• Directive: In the listing below, locate the line containing "Point to the large"; reproduce that line and all lines that follow it, unchanged.

(Stored items)
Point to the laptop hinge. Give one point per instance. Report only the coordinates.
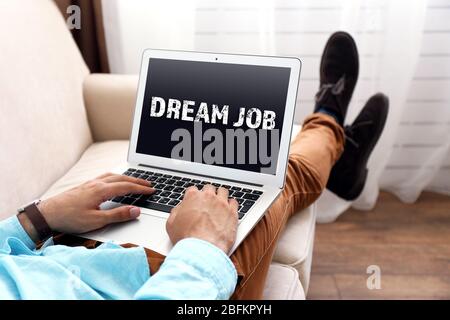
(202, 175)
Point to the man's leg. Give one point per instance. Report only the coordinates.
(313, 153)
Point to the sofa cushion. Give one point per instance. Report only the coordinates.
(295, 246)
(282, 284)
(99, 158)
(43, 124)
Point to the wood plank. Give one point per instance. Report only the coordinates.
(409, 242)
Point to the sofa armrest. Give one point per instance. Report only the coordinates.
(110, 101)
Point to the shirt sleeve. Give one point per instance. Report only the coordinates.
(194, 269)
(12, 228)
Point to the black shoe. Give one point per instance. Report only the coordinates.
(338, 75)
(348, 176)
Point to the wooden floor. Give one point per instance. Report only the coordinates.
(409, 242)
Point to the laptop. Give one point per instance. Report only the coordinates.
(206, 118)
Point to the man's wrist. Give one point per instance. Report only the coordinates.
(28, 227)
(34, 222)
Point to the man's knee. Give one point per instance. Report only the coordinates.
(304, 182)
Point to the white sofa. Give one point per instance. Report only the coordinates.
(61, 125)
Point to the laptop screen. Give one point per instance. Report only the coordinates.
(218, 114)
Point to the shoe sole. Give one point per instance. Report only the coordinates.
(357, 189)
(325, 52)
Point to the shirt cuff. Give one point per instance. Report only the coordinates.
(209, 260)
(12, 228)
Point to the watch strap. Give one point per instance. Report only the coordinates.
(39, 223)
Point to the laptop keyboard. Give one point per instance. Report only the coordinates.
(170, 191)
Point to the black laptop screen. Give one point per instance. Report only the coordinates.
(214, 113)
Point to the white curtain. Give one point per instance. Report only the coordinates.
(404, 52)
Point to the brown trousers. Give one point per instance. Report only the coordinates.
(312, 155)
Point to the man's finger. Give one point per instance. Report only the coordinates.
(190, 191)
(122, 178)
(120, 214)
(122, 188)
(222, 193)
(107, 174)
(234, 204)
(209, 188)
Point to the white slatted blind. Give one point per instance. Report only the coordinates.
(301, 28)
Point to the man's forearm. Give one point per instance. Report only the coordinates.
(194, 269)
(13, 228)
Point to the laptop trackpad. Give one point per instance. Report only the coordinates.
(146, 231)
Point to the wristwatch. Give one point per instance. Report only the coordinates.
(37, 219)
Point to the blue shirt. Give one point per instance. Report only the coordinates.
(194, 269)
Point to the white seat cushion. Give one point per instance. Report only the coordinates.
(296, 244)
(43, 125)
(283, 284)
(99, 158)
(294, 247)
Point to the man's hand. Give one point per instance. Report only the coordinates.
(77, 210)
(205, 215)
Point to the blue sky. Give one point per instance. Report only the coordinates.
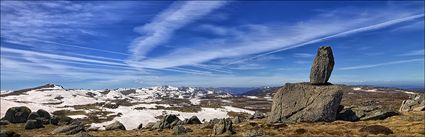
(111, 44)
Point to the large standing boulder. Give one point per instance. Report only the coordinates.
(17, 114)
(115, 126)
(415, 103)
(322, 66)
(224, 126)
(303, 102)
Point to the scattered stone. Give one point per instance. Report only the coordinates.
(236, 120)
(376, 129)
(68, 129)
(9, 134)
(257, 115)
(179, 129)
(168, 122)
(303, 102)
(140, 126)
(92, 128)
(33, 124)
(115, 126)
(253, 133)
(83, 134)
(17, 114)
(33, 115)
(415, 103)
(64, 120)
(150, 125)
(193, 120)
(224, 126)
(54, 120)
(322, 66)
(277, 125)
(4, 122)
(44, 114)
(300, 131)
(211, 123)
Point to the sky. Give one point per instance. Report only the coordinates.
(113, 44)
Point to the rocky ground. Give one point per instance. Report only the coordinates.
(403, 124)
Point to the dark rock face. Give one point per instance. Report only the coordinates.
(4, 122)
(303, 102)
(168, 122)
(68, 129)
(322, 66)
(140, 126)
(236, 120)
(253, 133)
(181, 130)
(415, 103)
(257, 115)
(17, 114)
(115, 126)
(83, 134)
(33, 115)
(44, 114)
(376, 129)
(224, 126)
(33, 124)
(9, 134)
(193, 120)
(54, 120)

• Problem solution:
Point to the large standing boulder. Give one point per instance. Report only the coordinates.
(17, 114)
(115, 126)
(415, 103)
(322, 66)
(224, 126)
(303, 102)
Point to the scattered stone. Give one point per instance. Report only the coordinates.
(236, 120)
(376, 129)
(68, 129)
(9, 134)
(257, 115)
(179, 129)
(168, 122)
(303, 102)
(140, 126)
(92, 128)
(33, 124)
(115, 126)
(253, 133)
(83, 134)
(17, 114)
(33, 115)
(415, 103)
(64, 120)
(150, 125)
(193, 120)
(224, 126)
(54, 120)
(322, 66)
(277, 125)
(4, 122)
(44, 114)
(300, 131)
(211, 123)
Point to the sky. Give one point per instance. Report only the coordinates.
(113, 44)
Point to the rocky ground. Give one point per instance. Report only the coordinates.
(403, 124)
Point to the dark rock face. Give one point per instance. Report only the coordinates.
(4, 122)
(303, 102)
(168, 122)
(68, 129)
(322, 66)
(140, 126)
(236, 120)
(253, 133)
(181, 130)
(415, 103)
(257, 115)
(17, 114)
(115, 126)
(83, 134)
(33, 115)
(44, 114)
(376, 129)
(224, 126)
(33, 124)
(9, 134)
(193, 120)
(54, 120)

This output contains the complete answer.